— EXERCISE DESCRIPTION —
All of the lines below should be copied word for word.

Entries taken from a collection
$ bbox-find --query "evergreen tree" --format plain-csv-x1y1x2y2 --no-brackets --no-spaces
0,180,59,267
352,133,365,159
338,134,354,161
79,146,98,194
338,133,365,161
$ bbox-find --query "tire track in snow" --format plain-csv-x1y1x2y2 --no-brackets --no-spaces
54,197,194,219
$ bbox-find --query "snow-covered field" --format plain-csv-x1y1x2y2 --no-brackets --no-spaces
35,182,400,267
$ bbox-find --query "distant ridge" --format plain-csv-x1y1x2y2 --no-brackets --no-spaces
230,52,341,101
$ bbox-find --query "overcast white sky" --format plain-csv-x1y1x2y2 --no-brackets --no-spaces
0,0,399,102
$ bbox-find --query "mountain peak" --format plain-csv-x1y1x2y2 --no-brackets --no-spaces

— REPLY TO THE EXERCISE —
$ bbox-find --query "evergreen tree" --format plain-csv-x1y1x2y2 --no-brackets --no-spaces
0,180,59,267
352,133,365,159
338,134,354,161
79,146,98,194
338,133,365,161
$ bbox-find --query "tire track in snow" --format plain-csv-x1y1x2y2 --no-brackets --no-spaces
54,197,194,219
$ bbox-find --query "snow-covered field" --format plain-csv-x1y1x2y2 --no-brackets --no-spaces
35,182,400,267
$ bbox-find --query "distant ridge" --format plain-csv-x1y1x2y2 --no-brackets --no-spaces
230,52,341,101
$ bbox-find --query "overcast white sky" --format plain-csv-x1y1x2y2 --no-brackets --no-spaces
0,0,399,102
$ bbox-find --query "mountain peak" --format plain-csv-x1y1x2y2 --no-brackets --no-spaces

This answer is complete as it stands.